[EXERCISE TEXT — start]

Anaemia is a critical health concern in India, affecting over 50 per cent of women. Usually, haemoglobin less than 12 gm/dL is considered anaemia, and women are at a higher risk for developing anaemia. Several reasons contribute to anaemia: poor nutrition, worm infections, heavy and abnormal menstruation, and pregnancy, where there is a higher need for haemoglobin in the blood [1].

Symptoms of anaemia

The signs of this condition vary depending on the cause; in some cases, you may not have any symptoms. However, the common symptoms of anaemia are fatigue, weakness, pale or yellowish skin, irregular heartbeats, shortness of breath, dizziness, chest pain, cold hands and feet and headaches. In most cases, the symptoms of anaemia are not noticeable and can worsen as the condition worsens [2].

Can Periods Lead To Anemia?

A heavy menstrual period, commonly known as menorrhagia, is one of the most common reasons women seek a gynaecologist's assistance. Over 355 million women in India menstruate, and about 60 per cent of them may require medical assistance at some point to cope with heavy periods [3].

[EXERCISE TEXT — finish]
[INFORMATION SHOWN — start]

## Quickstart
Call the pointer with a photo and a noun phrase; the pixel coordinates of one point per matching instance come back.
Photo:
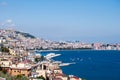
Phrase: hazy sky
(84, 20)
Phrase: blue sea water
(90, 64)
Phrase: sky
(66, 20)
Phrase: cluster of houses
(25, 65)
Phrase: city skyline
(86, 21)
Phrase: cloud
(9, 21)
(3, 4)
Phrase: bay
(90, 64)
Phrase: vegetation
(8, 77)
(20, 77)
(4, 49)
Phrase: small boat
(51, 55)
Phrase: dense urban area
(18, 60)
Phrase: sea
(90, 64)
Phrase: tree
(41, 77)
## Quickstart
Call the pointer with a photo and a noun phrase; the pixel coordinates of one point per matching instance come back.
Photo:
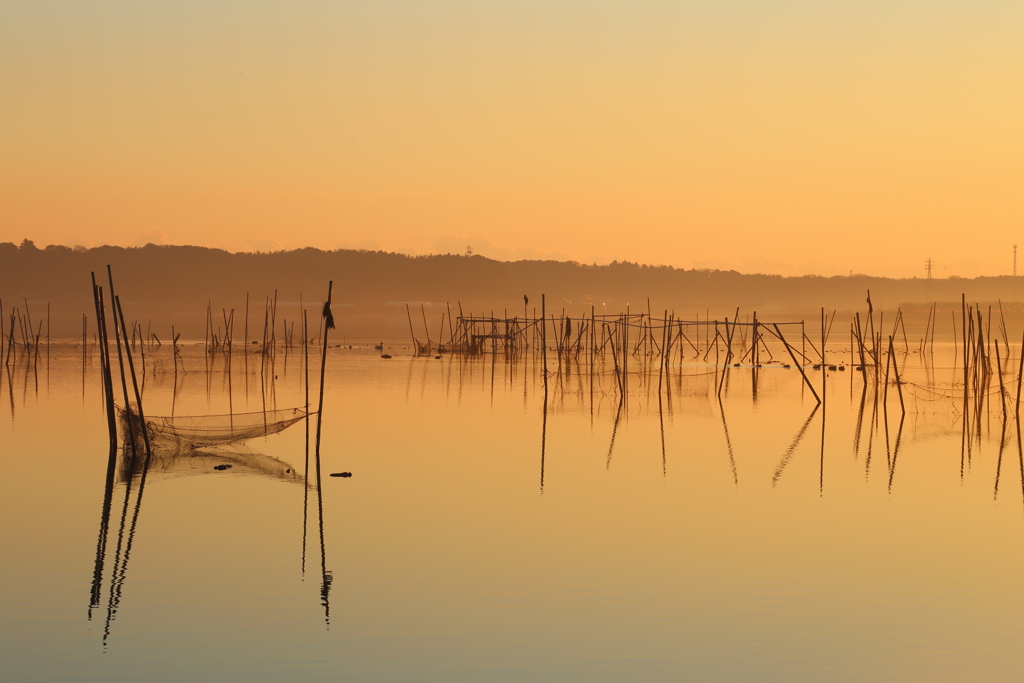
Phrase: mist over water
(494, 530)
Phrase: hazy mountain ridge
(173, 284)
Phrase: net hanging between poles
(200, 431)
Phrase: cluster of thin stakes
(588, 357)
(157, 441)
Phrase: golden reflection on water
(498, 526)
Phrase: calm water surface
(668, 539)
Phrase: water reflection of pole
(998, 462)
(305, 472)
(1020, 457)
(325, 574)
(544, 426)
(614, 429)
(860, 419)
(660, 419)
(104, 519)
(793, 444)
(821, 456)
(728, 443)
(118, 578)
(899, 437)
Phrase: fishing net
(200, 431)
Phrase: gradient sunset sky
(785, 136)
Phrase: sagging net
(199, 431)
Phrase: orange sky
(783, 137)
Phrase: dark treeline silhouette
(173, 284)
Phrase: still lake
(674, 537)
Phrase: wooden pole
(799, 367)
(138, 395)
(329, 324)
(544, 336)
(103, 361)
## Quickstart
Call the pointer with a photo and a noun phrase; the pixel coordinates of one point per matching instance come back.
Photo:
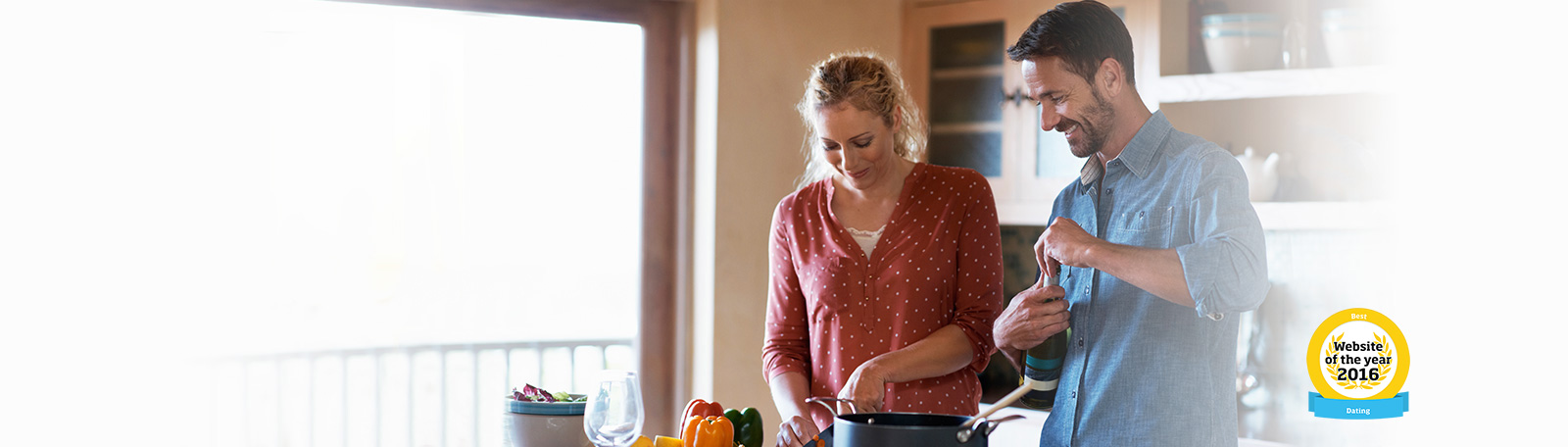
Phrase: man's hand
(1063, 243)
(1029, 321)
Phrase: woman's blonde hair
(867, 82)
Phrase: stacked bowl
(1238, 43)
(545, 423)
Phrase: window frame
(659, 344)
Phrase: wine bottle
(1043, 366)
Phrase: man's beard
(1095, 125)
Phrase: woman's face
(858, 145)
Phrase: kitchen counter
(1026, 431)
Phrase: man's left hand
(1063, 243)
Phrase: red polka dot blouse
(833, 308)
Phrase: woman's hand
(797, 431)
(864, 388)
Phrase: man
(1152, 245)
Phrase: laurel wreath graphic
(1384, 371)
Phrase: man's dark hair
(1082, 33)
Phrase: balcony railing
(427, 396)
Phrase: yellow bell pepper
(666, 441)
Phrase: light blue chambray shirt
(1142, 371)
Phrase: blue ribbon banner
(1358, 408)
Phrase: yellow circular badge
(1356, 355)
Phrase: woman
(886, 273)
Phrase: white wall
(752, 62)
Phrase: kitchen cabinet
(956, 67)
(1325, 122)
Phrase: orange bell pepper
(713, 431)
(689, 431)
(698, 407)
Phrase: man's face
(1068, 104)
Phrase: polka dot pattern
(833, 308)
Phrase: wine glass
(615, 410)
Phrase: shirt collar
(1139, 156)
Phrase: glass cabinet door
(966, 96)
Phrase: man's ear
(1110, 77)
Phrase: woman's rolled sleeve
(979, 298)
(788, 345)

[INFORMATION SHOWN — finish]

• [TASK INSTRUCTIONS]
In the text on anemia, below what hemoglobin level is a person usually considered anemic?

• [WRITTEN ANSWER]
Less than 12 gm/dL.